From the line with "spoon you find." through the final line, transcribe the material below character for character; include no other lines.

■ ■ ■ ■

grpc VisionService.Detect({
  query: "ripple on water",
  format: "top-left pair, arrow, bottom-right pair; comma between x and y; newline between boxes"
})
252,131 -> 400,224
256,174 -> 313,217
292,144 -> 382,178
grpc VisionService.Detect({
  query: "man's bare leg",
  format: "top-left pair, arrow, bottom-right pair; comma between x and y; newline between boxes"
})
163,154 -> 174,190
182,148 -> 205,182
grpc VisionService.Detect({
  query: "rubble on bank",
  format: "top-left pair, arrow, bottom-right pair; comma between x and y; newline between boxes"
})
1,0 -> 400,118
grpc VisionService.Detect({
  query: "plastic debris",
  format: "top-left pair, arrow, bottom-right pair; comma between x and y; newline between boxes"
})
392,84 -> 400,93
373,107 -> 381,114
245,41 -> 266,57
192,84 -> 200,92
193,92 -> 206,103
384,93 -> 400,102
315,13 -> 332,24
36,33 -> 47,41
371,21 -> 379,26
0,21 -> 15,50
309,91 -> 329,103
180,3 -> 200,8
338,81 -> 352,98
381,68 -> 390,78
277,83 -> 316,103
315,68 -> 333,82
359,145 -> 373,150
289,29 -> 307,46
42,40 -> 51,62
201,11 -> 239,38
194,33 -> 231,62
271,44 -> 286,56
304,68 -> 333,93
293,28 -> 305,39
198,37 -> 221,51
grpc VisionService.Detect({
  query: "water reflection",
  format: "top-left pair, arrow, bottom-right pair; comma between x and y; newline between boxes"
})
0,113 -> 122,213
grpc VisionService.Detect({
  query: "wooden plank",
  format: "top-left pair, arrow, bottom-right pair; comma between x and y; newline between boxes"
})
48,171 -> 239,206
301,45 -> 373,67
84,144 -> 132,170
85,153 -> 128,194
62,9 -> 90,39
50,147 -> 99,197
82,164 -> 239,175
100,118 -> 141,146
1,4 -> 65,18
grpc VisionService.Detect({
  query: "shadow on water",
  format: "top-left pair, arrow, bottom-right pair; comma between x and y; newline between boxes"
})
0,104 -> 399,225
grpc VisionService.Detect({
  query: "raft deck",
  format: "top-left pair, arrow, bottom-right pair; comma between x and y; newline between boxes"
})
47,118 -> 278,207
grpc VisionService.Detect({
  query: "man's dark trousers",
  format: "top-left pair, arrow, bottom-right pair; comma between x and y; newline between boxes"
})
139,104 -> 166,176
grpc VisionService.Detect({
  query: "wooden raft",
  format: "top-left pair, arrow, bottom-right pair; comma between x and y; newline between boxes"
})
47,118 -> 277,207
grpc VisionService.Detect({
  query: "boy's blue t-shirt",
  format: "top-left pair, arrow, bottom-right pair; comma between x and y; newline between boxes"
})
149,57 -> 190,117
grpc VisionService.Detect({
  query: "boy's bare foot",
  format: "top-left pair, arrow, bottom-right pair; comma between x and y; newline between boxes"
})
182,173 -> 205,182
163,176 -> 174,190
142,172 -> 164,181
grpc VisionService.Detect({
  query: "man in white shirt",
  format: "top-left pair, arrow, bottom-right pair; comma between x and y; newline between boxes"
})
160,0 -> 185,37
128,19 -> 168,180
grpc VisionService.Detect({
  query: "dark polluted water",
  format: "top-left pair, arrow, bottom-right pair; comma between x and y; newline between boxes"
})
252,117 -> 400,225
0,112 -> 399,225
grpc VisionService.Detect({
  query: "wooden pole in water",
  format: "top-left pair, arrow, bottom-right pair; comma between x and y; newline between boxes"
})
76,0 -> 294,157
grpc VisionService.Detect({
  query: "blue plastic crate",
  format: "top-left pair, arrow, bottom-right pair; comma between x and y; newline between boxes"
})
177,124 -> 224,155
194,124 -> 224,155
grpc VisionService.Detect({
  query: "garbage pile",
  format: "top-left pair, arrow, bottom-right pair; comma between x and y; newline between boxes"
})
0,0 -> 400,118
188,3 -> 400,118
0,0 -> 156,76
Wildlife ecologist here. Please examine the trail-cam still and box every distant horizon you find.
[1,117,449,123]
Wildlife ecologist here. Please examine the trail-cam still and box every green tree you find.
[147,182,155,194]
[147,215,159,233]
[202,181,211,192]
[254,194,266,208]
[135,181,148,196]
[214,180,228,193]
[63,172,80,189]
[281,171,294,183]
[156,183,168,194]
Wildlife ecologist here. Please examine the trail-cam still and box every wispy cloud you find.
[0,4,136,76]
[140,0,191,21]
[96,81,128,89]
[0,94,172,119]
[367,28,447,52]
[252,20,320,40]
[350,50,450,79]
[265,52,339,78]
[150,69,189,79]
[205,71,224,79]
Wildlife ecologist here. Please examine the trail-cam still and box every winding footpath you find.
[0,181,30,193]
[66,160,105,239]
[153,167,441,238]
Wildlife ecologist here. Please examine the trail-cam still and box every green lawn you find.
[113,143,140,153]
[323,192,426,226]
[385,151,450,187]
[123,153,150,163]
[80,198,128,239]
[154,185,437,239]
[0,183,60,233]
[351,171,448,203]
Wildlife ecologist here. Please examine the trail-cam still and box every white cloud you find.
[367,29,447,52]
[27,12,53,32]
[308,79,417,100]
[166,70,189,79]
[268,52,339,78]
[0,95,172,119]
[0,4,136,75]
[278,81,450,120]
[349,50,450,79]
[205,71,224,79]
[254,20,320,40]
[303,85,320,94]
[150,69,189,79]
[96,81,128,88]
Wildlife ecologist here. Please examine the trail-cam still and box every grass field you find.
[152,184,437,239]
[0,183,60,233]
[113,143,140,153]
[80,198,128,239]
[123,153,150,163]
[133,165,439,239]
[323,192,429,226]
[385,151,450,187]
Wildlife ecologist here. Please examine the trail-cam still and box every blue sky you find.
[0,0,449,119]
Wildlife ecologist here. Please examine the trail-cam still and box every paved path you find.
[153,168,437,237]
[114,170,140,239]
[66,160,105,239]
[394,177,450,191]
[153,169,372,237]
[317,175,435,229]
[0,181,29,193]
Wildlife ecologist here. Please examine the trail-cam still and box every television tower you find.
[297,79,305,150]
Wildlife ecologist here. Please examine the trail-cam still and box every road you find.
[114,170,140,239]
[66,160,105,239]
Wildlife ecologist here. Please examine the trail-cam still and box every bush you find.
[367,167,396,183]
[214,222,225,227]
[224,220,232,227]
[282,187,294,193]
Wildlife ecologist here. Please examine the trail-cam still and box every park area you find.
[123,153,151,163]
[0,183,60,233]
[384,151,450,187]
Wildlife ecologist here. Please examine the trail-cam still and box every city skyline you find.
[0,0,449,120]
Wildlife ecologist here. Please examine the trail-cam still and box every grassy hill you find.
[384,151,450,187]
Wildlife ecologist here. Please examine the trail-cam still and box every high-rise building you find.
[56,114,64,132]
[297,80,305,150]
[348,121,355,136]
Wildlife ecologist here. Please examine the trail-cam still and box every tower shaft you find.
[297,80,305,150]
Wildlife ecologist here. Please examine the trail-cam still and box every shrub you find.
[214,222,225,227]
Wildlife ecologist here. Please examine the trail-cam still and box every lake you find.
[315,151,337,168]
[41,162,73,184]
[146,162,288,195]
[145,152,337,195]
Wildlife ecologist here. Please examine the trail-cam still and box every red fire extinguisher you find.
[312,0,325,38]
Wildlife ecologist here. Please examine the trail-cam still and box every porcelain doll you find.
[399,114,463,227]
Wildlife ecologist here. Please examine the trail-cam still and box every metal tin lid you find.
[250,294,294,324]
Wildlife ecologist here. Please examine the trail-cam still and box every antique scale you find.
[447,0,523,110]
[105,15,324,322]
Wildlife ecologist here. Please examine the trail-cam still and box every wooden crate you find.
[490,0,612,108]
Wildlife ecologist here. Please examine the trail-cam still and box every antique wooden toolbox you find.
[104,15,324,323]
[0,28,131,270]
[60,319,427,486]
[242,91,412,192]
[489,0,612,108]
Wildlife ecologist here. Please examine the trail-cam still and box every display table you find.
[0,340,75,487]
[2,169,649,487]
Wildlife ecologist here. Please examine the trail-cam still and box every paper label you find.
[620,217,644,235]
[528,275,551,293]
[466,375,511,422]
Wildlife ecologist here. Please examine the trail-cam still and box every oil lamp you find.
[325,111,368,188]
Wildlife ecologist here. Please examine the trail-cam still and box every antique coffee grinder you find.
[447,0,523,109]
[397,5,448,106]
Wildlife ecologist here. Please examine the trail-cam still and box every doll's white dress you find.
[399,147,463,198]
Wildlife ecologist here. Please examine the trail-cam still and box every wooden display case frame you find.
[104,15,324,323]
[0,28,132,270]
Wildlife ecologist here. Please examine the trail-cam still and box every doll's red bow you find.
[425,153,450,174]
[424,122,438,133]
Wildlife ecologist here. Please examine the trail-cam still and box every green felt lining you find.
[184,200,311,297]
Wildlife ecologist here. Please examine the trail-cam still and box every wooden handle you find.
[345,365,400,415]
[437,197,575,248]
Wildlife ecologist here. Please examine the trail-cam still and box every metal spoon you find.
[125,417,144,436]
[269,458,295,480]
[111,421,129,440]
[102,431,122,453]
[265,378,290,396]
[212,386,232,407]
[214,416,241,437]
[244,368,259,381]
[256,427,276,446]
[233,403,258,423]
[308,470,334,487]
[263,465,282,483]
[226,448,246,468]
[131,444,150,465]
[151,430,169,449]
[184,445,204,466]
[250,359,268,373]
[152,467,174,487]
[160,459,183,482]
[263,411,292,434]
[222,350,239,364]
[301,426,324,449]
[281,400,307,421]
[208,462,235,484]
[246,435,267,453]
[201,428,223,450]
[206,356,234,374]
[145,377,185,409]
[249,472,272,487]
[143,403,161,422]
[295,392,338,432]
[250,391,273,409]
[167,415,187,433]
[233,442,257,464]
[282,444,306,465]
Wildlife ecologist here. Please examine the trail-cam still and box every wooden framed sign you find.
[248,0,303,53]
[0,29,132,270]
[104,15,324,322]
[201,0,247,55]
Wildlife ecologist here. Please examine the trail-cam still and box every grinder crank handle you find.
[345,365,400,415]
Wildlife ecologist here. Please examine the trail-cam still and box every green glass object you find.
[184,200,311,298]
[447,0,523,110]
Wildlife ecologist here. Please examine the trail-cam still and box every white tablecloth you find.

■ ■ ■ ■

OUTPUT OF THE EXERCISE.
Wildlife ecologist here. Please examine the trail-cam still and box every metal spoon you find.
[125,417,144,436]
[269,458,295,480]
[111,421,129,440]
[102,431,122,453]
[265,378,290,396]
[212,386,232,407]
[214,416,241,437]
[244,368,259,381]
[256,427,276,446]
[233,403,258,423]
[308,470,334,487]
[263,465,282,483]
[226,448,246,468]
[131,444,150,465]
[151,430,169,449]
[184,445,204,466]
[250,359,268,373]
[152,467,174,487]
[160,459,183,482]
[263,411,292,434]
[222,350,239,364]
[301,426,324,449]
[281,400,307,421]
[208,462,235,484]
[246,435,267,453]
[201,428,223,450]
[206,356,234,374]
[145,377,185,409]
[249,472,272,487]
[143,403,161,422]
[295,392,338,432]
[250,391,273,409]
[167,415,187,433]
[233,442,257,464]
[282,444,306,465]
Wildlife ecologist here. Please examine the trail-cam still and box every wooden framed sign you find.
[248,0,303,53]
[0,29,132,270]
[104,15,324,322]
[201,0,247,55]
Wildlife ecologist here. Please examine the trail-cam still and box every grinder crank handle you find.
[345,365,400,415]
Wildlife ecologist here. Please examine the trail-cam still and box every green glass object you find.
[184,200,311,298]
[447,0,523,110]
Wildlife ecologist here. Please examine the trail-cam still and box every white tablecloth you find.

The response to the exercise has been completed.